NACOGDOCHES, Texas (KETK) – After 55 years of marriage, Irma and her husband Wilbert, thought they had been through it all. Little did they know, the challenge of a lifetime would await them during the coronavirus pandemic.
For the first time in five decades of marriage, they could no longer see or speak to each other, after both tested positive for COVID-19.
Celebration and applause rang through the Nacogdoches Medical Center as Irma was being wheeled out after she was one of the first five who was successfully treated for the coronavirus. This journey was nothing short of a miracle.
“I don’t know what happened, but I know that God has a purpose for me,” said Irma, as she fought back tears.
Still recovering from the side effects, Irma finds it hard to talk. Doctors urging her to wear a mask when around others.
It’s been one of the most important lessons in her life, and there have been plenty to choose from.
“My teaching career began in Texas, in 1964, I went from Texas, New Mexico and Arizona and taught to the Navajoes Indians on the reservation, then came back to Texas in 1970 and worked in Lufkin, for a couple of years as a reading 4th-grade teacher. We moved from there to northern Virginia where I started teaching there in 1973 until 1976, and then we retired and moved here back to Texas,” remembers Irma.
For decades, she had been in the classroom. Now, a retired teacher, she dedicates her life to volunteering at Mike Moses Middle School in Nacogdoches.
“I’ve been trying to retire,” Irma laughs.
When schools shut their doors because of the virus, she spent her time back at home. Her days filled with cooking, singing, and talking with her loving husband day in and day out. As the pandmic continued to spread around her, the Browns made it a priority to take safety precautions.
“Well, we were very careful, we would go out in our mask, and gloves and they have a shopping day here for people that are close to 80-years-old,” explained Irma.
So, when she started feeling sick, COVID-19 was the last thing on her mind. Still, her daughter took her to a nearby drive through testing center, that told her the astonishing news.
“When I was called and told I had tested positive it was a shock to me, it was a shock to me,” said Irma.
She explains, she didn’t have any of the usual symptoms; shortness of breath, continuous coughing, or fever, wanting to push through to celebrate her wedding anniversary right around the corner.
“He mentioned that you’ve got to start feeling better because our 55th anniversary is Friday of that week,” Irma said, pointing to her husband. Sadly, she would never get the chance to celebrate, “He had to take me to the hospital, the 16th, the day before our 55th anniversary.”

▶ AIM OF THE TASK
Pick up the news story about Irma and Wilbert's fight with COVID-19 where it stops and write the next few paragraphs.

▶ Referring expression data
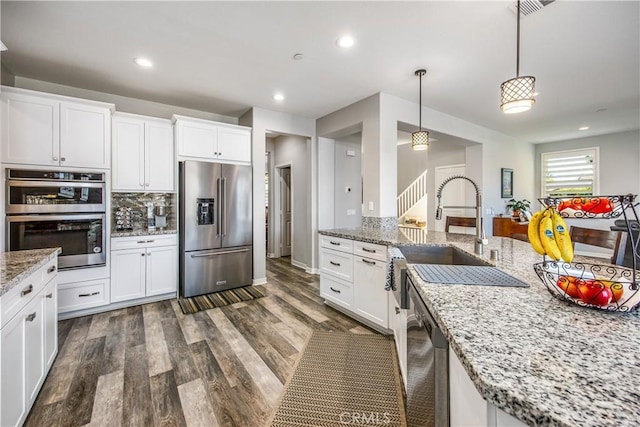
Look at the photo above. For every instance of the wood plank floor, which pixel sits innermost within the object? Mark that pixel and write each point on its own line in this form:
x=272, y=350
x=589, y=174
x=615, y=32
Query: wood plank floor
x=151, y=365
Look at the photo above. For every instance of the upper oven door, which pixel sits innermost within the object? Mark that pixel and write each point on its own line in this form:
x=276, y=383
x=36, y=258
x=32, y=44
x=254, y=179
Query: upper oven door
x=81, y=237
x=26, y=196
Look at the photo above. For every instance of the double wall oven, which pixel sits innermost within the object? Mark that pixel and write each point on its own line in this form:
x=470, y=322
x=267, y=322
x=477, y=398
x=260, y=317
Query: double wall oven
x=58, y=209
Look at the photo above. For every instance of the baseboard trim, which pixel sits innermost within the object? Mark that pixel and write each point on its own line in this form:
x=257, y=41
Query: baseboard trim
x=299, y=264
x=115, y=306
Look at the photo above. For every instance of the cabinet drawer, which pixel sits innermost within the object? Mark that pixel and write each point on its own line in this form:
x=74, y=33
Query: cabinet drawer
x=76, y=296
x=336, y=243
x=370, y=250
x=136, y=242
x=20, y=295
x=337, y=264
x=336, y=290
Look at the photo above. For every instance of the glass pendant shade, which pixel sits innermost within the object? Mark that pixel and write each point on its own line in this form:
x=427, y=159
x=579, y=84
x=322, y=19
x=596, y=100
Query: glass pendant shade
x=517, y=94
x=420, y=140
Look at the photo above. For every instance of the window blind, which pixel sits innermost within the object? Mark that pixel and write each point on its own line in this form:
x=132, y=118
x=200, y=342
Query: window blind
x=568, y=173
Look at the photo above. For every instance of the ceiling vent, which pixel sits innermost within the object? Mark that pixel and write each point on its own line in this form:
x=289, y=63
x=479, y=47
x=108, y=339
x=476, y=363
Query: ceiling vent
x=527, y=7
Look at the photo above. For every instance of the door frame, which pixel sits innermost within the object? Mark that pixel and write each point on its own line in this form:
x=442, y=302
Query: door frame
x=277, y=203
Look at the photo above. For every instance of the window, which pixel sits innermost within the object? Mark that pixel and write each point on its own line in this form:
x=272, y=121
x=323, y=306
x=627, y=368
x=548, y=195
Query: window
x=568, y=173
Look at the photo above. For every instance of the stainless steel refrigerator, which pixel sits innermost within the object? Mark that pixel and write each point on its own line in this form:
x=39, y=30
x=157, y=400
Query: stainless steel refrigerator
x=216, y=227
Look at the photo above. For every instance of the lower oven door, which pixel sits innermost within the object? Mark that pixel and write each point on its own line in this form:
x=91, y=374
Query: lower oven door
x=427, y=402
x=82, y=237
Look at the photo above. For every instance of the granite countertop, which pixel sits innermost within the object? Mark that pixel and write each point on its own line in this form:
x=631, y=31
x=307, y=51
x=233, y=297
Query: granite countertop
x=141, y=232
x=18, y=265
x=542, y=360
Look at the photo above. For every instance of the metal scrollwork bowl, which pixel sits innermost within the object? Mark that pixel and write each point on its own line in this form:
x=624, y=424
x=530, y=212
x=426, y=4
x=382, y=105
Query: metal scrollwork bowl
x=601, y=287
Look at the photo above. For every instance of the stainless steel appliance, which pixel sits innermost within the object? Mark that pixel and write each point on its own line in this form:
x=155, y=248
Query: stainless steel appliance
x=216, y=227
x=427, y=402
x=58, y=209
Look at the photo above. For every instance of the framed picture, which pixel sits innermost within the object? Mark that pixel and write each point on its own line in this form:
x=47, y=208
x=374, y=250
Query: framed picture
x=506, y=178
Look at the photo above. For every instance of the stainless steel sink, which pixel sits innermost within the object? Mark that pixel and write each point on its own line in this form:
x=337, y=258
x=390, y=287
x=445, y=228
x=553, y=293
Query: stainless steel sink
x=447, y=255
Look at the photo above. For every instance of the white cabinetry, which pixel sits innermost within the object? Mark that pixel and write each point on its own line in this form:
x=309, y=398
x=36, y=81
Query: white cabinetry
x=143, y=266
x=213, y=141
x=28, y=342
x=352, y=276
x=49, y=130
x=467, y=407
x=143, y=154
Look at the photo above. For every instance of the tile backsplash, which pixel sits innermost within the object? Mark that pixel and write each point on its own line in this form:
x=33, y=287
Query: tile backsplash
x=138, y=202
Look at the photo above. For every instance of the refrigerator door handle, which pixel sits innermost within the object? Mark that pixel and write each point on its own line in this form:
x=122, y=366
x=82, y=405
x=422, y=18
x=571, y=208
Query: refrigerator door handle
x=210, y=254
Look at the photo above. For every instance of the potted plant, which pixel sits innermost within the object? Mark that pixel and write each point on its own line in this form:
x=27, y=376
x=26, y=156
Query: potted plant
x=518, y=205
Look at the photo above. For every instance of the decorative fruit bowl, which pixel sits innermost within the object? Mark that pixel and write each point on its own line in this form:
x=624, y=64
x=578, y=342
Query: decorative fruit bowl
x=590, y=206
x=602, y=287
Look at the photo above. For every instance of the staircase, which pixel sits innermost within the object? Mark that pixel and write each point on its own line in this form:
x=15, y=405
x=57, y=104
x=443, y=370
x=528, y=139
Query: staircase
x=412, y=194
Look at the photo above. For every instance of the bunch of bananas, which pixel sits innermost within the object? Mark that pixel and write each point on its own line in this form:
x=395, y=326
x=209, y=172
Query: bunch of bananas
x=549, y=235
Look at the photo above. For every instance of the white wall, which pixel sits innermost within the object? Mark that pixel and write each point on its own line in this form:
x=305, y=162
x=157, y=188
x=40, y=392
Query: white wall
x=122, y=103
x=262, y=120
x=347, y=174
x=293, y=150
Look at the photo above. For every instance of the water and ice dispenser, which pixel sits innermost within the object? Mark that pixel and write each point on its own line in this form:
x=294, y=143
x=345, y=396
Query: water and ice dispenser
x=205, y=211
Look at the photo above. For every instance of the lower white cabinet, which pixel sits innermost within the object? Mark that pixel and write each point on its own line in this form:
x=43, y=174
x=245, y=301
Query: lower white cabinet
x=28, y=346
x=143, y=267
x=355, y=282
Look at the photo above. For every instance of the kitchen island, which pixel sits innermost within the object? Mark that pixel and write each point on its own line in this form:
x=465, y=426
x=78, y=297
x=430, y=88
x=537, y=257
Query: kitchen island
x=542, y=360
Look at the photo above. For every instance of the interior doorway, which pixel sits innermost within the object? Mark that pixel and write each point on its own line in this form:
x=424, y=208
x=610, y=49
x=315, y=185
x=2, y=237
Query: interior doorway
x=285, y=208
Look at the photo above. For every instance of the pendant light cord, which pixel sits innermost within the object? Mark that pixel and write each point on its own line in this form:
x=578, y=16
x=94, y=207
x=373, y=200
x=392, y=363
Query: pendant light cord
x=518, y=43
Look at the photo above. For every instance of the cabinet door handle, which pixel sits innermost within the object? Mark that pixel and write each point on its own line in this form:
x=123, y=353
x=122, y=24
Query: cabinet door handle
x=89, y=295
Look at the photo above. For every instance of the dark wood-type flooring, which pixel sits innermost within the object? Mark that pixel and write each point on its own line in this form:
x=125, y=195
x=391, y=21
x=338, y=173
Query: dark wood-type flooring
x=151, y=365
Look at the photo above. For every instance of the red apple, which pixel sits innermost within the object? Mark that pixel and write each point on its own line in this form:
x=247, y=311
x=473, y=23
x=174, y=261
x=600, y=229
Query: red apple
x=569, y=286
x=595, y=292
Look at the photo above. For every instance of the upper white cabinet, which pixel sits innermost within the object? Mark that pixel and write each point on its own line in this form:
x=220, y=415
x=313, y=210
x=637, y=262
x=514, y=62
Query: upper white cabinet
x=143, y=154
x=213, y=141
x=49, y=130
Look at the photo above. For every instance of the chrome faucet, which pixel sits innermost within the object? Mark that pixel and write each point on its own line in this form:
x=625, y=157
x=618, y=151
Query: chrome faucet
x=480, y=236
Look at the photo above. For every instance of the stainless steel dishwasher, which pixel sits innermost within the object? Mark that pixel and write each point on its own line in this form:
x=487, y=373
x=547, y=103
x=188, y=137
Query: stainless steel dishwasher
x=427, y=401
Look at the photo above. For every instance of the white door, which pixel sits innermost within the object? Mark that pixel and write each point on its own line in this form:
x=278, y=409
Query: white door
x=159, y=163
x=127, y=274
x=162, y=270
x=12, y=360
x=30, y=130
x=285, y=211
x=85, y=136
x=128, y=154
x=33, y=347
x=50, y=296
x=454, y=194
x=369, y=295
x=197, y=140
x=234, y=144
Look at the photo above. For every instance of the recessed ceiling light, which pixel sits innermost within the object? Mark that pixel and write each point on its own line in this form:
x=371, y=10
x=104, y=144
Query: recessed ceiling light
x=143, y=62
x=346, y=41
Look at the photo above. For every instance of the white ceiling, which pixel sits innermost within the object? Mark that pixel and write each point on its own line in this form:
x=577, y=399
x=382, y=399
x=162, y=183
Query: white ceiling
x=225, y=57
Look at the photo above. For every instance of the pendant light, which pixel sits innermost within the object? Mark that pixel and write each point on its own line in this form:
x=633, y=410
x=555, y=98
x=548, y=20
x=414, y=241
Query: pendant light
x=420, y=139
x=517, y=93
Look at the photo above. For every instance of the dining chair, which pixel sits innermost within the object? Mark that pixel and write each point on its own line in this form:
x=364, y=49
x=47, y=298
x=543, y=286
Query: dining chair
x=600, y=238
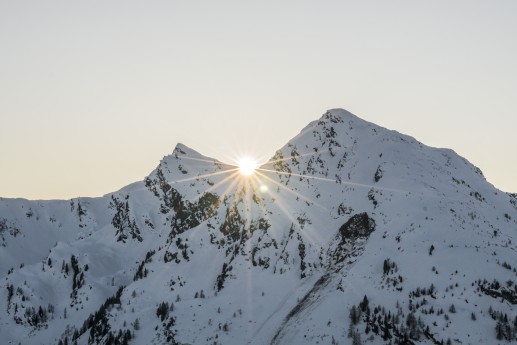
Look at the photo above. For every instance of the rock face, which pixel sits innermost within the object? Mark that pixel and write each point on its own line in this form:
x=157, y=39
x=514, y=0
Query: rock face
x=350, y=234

▶ EXPECTED ANSWER
Her husband Wilbert sitting next to her during the entire interview, handing her tissue for moments when she would tear up, thinking back to her time in the hospital. Wilbert is never too far away, the two meeting in college at Huston Tillotson University, it was a match waiting to happen.
“I grew up in Lufkin, Texas, and he grew up in Nacogdches, Texas, and back then, if you grew up in Lufkin, Texas you didn’t talk to guys from Nacogdches, Texas. So he says that I came to Huston Tillotson to meet him,” Irma says smiling.
She says if it wasn’t for her husband, she wouldn’t be alive today.
“I knew that she was sick, it was just a matter of time before we had to go to the hospital,” said Welbert.
On a ventilator for seven days, keeping up with his wife’s status through phone calls from her doctors, unable to go to the hospital after testing positive himself.
After completing rehab at the Bomar Rehabilation Center, where positive patients go after coming out of ICU, the celebration of leaving can right on time for Irma’s husband.
However, it was short lived. As she headed home, her husband headed back to the hospital.
“I had renal cell carcinoma, which is a kidney cancer, right side, its slow growth,” explained Wilbert.
Diagnosed with kidney cancer, for the first time in 14 years, he was getting treatment. Unfortunately, when he tested positive for COVID-19, he had to stop treatments.
Now getting the care he needs, battle after battle, the Brown’s say this roller coaster isn’t always fun, but as long as they have each other, it’s all worst it.
“I knew that I was not in charge, that god was in control of everything,” said Wilbert.